__EXTRACT PROVIDED__

········

This passage goes even further than that however as it tells us that God our Father, after He rescues us and pulls us out of the pit of sin will crown us with steadfast love and mercy. The word crown means to surround. God will surround us with His love, a love that will never change. A love that is constant, and He will also give us His mercy. The Bible says “He lavishes His love on us.” God is the loving Father, who does that for us as His children, and He did it through His work on the cross on our behalf. To God be the glory.

The Power of ALL

Psalm 103:3 – “Who forgives all your iniquity, who heals all your diseases.”

The psalmist tells us not to “forget the benefits of God,” and then he makes it abundantly clear that those benefits are amazing. They are rich and they are unattainable unless they come from God Himself. Here God begins to reveal to us what some of those benefits are.

········

(Records from a data collection)
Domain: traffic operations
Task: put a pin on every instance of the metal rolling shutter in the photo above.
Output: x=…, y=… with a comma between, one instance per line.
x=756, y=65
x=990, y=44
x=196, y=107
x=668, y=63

········

__TASK DIRECTIONS__
Please write down the part of the devotional text on Psalm 103 from "This passage goes" up to and including "be the glory.".

__REPLY TO THE TASK__
This passage goes even further than that however as it tells us that God our Father, after He rescues us and pulls us out of the pit of sin will crown us with steadfast love and mercy. The word crown means to surround. God will surround us with His love, a love that will never change. A love that is constant, and He will also give us His mercy. The Bible says “He lavishes His love on us.” God is the loving Father, who does that for us as His children, and He did it through His work on the cross on our behalf. To God be the glory.